_WHAT THIS TASK INVOLVES_: Provide only the number of lines below in which the string "bottle" occurs.

# # # #

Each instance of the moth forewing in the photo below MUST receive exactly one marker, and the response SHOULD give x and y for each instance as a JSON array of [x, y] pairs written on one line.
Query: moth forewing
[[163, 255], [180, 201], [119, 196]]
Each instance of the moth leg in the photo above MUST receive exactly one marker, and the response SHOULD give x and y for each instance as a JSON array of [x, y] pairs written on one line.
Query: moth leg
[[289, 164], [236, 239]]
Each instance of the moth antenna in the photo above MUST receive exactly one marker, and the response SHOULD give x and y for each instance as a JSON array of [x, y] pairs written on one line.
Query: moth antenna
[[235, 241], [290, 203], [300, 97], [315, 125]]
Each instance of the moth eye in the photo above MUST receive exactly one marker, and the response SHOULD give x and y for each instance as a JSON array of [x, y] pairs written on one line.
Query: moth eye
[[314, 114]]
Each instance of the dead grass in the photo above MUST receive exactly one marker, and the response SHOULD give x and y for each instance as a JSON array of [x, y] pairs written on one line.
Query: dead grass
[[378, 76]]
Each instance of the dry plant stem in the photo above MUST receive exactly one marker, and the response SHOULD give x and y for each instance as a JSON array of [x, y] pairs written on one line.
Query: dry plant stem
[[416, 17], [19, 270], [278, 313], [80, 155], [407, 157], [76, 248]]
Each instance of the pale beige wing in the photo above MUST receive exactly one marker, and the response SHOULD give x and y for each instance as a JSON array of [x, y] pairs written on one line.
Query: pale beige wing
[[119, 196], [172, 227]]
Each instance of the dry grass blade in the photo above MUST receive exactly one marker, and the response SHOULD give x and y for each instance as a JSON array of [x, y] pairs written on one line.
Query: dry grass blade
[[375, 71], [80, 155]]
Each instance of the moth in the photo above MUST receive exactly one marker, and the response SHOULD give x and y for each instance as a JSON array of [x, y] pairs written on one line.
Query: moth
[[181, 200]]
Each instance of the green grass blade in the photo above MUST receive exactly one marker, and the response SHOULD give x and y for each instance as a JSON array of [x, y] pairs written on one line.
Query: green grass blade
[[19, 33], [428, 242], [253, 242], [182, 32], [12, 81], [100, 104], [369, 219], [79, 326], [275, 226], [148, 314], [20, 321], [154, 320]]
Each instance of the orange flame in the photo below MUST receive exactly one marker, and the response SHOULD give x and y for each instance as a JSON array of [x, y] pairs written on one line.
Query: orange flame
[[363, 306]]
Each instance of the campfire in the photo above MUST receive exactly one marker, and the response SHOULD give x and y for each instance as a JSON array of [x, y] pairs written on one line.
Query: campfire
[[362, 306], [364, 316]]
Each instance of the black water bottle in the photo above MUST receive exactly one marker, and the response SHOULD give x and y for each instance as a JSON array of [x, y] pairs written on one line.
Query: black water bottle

# # # #

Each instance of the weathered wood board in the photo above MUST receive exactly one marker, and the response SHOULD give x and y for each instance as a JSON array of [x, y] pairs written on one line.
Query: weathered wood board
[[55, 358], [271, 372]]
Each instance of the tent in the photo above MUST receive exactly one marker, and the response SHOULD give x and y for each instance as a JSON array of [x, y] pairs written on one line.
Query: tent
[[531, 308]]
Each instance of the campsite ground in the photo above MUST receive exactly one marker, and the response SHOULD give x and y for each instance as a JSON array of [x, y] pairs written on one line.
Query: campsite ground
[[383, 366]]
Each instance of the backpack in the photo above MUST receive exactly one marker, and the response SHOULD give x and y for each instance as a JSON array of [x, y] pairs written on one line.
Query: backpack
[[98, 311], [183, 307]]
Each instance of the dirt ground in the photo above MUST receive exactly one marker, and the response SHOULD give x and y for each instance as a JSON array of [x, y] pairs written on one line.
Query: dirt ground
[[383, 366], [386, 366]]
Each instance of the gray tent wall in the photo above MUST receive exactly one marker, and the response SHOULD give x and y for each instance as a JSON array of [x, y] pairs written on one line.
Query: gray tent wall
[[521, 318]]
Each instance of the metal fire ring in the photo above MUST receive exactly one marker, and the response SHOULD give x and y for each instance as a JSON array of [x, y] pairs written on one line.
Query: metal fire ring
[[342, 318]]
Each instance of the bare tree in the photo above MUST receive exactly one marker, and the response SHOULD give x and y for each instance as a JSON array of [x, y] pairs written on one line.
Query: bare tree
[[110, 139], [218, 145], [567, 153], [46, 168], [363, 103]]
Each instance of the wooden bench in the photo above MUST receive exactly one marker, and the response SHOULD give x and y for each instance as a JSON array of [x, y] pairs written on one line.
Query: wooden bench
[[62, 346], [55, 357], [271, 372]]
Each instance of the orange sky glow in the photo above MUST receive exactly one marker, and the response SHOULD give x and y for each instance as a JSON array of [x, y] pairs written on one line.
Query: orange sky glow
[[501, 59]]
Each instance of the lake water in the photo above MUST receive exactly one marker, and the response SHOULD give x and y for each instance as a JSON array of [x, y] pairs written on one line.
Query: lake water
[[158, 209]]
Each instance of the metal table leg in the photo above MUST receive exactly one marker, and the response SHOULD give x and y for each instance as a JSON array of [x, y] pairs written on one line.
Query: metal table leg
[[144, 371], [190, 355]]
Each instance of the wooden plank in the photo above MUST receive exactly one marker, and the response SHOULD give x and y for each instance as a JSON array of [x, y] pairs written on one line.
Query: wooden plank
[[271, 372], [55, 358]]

# # # #

_TASK RESPONSE_: 2